- [Entries taken from a collection]:
──────────
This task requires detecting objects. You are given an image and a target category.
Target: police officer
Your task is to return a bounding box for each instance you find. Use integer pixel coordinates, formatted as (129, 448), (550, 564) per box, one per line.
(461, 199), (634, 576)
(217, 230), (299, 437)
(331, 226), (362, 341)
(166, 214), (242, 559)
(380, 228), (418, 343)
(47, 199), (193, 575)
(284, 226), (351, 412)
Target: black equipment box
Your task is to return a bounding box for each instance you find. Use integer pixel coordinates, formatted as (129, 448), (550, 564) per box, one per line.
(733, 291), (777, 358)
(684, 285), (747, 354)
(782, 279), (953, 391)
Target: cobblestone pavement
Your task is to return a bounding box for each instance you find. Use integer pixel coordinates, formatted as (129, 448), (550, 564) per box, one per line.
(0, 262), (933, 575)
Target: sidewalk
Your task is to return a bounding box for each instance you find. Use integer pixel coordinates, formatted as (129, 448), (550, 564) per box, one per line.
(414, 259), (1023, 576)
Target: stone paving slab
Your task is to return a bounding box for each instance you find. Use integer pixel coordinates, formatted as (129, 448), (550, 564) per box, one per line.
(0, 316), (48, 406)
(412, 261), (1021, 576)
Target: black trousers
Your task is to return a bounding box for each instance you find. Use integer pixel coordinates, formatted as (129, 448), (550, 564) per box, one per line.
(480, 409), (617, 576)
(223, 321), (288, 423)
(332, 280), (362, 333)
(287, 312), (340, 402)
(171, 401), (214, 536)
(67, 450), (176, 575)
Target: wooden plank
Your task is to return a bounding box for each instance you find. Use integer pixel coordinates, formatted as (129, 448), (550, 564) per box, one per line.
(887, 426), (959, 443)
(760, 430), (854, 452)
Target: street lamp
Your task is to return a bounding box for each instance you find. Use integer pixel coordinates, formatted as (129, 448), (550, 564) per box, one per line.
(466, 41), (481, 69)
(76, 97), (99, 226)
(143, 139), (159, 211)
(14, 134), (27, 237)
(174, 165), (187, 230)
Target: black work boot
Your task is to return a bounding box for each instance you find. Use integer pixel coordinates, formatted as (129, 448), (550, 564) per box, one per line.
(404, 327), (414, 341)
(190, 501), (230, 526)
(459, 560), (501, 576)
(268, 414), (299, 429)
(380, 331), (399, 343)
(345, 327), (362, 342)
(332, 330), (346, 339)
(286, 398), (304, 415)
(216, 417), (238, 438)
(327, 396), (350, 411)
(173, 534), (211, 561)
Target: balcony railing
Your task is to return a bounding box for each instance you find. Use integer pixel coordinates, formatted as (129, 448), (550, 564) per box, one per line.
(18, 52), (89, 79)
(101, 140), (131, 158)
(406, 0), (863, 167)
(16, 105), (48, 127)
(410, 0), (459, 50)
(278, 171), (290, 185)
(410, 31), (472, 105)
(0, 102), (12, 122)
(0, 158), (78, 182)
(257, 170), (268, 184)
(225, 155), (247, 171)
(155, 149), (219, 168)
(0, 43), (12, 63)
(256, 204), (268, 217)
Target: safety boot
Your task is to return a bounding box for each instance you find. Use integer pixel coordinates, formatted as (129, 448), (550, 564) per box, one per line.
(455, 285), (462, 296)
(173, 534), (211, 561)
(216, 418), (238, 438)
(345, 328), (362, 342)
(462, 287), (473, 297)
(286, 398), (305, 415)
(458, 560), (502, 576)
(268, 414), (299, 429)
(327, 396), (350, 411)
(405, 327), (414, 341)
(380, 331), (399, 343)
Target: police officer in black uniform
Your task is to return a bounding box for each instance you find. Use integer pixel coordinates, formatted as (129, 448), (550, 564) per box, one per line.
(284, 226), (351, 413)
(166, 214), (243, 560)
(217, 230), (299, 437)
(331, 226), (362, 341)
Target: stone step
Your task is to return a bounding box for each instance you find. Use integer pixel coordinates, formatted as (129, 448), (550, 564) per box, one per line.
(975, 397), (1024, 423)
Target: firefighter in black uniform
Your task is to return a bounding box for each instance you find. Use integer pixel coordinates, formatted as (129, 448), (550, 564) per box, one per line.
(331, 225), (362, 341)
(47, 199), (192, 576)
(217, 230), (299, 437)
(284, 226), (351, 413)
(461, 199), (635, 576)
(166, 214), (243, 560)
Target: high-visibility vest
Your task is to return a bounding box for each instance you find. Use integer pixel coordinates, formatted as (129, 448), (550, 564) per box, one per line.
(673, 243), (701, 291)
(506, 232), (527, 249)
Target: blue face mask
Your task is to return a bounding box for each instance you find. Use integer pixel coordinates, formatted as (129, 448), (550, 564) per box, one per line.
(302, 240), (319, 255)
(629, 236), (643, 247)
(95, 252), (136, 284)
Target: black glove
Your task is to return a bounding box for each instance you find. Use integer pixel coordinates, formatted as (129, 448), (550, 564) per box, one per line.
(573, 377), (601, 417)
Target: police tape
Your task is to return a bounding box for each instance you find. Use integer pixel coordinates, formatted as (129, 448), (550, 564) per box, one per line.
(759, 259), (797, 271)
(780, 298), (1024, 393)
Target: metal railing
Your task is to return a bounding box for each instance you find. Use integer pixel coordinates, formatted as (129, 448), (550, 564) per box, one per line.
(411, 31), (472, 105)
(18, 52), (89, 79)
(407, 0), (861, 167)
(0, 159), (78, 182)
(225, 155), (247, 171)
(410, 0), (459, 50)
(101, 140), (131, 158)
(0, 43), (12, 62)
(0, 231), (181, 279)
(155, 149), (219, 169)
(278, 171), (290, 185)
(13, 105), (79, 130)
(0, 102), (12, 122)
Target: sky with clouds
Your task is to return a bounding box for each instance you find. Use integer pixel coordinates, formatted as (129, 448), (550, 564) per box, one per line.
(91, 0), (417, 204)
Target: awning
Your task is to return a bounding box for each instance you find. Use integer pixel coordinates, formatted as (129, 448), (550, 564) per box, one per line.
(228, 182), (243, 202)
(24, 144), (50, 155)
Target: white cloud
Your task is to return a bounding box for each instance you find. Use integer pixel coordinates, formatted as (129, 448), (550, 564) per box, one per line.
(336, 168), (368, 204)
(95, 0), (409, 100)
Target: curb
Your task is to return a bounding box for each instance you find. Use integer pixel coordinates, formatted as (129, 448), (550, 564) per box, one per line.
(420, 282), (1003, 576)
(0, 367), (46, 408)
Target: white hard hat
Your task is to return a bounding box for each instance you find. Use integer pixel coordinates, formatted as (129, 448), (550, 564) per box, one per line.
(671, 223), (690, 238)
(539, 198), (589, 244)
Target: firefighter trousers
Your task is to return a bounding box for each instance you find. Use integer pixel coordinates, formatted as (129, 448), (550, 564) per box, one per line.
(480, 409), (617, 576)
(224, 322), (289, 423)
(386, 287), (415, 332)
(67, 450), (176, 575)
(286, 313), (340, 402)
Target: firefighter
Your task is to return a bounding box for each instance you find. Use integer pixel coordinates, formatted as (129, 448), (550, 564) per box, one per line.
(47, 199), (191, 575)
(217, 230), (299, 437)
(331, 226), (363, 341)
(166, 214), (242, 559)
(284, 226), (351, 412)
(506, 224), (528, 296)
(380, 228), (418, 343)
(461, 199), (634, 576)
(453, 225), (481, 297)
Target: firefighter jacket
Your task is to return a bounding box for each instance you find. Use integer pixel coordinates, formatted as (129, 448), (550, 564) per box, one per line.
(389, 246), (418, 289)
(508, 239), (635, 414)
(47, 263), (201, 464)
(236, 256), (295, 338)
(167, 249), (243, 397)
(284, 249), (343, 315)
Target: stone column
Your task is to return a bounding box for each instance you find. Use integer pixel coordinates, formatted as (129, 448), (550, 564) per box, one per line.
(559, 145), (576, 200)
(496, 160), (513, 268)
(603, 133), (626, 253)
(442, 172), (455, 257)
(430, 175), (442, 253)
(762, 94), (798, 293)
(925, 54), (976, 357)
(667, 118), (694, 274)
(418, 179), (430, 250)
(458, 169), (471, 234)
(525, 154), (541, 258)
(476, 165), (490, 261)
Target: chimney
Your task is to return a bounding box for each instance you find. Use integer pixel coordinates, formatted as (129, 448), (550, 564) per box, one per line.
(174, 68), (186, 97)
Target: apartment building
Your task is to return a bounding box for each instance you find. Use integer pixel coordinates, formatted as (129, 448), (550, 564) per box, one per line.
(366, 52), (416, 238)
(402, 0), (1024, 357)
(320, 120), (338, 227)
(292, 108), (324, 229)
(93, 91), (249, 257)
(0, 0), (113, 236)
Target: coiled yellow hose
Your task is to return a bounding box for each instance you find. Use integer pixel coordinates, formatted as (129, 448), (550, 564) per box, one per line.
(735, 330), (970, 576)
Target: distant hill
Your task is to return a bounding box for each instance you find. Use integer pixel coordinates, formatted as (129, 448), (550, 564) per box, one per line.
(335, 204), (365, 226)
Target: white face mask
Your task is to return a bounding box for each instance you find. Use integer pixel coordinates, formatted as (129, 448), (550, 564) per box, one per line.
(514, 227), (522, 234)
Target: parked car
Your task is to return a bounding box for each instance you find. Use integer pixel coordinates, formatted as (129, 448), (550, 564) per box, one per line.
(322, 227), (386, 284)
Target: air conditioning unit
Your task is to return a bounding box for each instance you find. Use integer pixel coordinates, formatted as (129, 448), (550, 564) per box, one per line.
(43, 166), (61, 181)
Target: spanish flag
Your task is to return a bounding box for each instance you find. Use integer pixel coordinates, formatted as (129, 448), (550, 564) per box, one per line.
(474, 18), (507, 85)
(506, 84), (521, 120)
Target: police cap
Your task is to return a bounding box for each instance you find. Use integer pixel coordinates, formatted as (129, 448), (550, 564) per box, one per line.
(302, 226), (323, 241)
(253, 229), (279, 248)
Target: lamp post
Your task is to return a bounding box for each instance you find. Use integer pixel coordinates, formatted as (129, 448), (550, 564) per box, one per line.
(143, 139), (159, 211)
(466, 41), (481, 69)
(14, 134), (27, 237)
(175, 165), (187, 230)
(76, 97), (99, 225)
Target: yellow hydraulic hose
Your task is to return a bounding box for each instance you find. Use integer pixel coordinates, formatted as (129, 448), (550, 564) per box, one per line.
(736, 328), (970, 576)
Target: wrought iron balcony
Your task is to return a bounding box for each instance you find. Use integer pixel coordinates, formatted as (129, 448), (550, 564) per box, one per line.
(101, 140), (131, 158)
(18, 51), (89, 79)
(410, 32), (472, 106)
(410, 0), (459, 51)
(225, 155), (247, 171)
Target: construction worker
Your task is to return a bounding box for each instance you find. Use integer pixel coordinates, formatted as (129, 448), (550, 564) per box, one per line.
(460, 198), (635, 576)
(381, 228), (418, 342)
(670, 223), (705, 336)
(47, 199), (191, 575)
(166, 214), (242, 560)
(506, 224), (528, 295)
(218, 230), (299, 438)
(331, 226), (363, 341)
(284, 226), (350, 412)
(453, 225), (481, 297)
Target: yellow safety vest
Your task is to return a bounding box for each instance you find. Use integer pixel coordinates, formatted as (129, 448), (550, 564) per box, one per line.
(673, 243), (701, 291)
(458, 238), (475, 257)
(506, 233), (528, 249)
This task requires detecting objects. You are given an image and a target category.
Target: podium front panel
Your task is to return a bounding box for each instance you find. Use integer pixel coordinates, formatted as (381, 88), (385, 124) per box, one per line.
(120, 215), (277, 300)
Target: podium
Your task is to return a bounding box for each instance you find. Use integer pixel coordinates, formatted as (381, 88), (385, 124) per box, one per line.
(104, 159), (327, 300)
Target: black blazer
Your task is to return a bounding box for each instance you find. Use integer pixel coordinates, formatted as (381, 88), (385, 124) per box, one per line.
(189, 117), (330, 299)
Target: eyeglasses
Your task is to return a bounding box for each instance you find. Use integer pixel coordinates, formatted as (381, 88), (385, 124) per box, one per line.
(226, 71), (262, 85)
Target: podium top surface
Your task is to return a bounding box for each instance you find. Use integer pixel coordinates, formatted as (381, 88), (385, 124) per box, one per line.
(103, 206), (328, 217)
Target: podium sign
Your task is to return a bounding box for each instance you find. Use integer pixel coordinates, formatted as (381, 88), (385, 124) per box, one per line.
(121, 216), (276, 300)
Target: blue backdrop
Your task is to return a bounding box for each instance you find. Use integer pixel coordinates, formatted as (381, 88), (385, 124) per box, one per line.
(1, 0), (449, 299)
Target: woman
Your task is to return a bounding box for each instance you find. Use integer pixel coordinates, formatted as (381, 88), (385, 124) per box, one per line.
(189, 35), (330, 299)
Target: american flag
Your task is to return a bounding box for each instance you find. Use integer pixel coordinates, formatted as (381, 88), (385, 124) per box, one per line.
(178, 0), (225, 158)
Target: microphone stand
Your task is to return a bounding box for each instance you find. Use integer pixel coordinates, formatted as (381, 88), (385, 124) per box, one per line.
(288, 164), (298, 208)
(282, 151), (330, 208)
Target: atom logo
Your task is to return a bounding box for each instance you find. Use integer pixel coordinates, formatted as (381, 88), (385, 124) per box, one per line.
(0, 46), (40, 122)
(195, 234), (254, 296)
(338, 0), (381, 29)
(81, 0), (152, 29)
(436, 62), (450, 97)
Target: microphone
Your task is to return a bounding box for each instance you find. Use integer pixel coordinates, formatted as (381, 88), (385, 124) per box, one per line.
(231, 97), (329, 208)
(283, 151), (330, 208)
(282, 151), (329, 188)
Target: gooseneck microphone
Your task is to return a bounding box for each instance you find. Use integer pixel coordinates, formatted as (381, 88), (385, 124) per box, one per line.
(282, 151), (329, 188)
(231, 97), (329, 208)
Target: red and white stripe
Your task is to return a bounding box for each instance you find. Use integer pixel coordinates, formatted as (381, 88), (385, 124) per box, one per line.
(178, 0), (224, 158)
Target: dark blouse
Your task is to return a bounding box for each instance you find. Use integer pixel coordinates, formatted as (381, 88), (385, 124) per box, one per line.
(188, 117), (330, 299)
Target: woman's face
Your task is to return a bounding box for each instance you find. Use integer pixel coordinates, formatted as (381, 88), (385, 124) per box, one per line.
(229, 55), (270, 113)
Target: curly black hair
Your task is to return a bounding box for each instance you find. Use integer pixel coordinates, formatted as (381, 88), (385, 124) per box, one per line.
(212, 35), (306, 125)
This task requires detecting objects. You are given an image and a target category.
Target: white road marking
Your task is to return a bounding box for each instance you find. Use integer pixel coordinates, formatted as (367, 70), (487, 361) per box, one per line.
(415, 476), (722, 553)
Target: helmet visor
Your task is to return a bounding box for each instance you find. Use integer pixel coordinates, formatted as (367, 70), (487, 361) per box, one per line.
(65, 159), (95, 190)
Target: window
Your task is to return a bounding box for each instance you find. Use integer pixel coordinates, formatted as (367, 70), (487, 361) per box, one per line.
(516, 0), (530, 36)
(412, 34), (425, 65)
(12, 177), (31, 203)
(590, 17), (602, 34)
──────────
- [PROBLEM DETAILS]: In the data above, find the line that contains "Target: podium top surface" and the line that contains "Target: atom logo". Repeat exactly those lines and every line between them, and only those.

- [WRITTEN RESPONSE]:
Target: podium top surface
Your task is to return a bounding box for each instance you find. Use integer pixel coordinates, formatted as (381, 88), (385, 124) per box, one per line.
(103, 206), (328, 217)
Target: podium sign
Your task is to return a bounding box for each instance you find. Use integer pixel coordinates, formatted as (381, 88), (385, 124) per box, one per line.
(121, 216), (276, 300)
Target: blue backdrop
Your task is to return a bounding box for each instance you find. Use integer pixel coordinates, formatted as (381, 88), (385, 124) per box, one per line.
(1, 0), (449, 299)
Target: woman
Your task is to return a bounding box for each instance you find. Use integer pixel coordinates, formatted as (381, 88), (385, 124) per box, one per line.
(189, 35), (330, 299)
Target: american flag
Your task is to return a bounding box for each instance you find. Use integer pixel coordinates, formatted as (381, 88), (385, 124) per box, one per line.
(178, 0), (225, 158)
Target: microphone stand
Your task is to return a bounding box for each instance you find. Use integer pixel coordinates, formatted as (381, 88), (385, 124) per box, one per line.
(288, 164), (298, 208)
(282, 151), (330, 208)
Target: atom logo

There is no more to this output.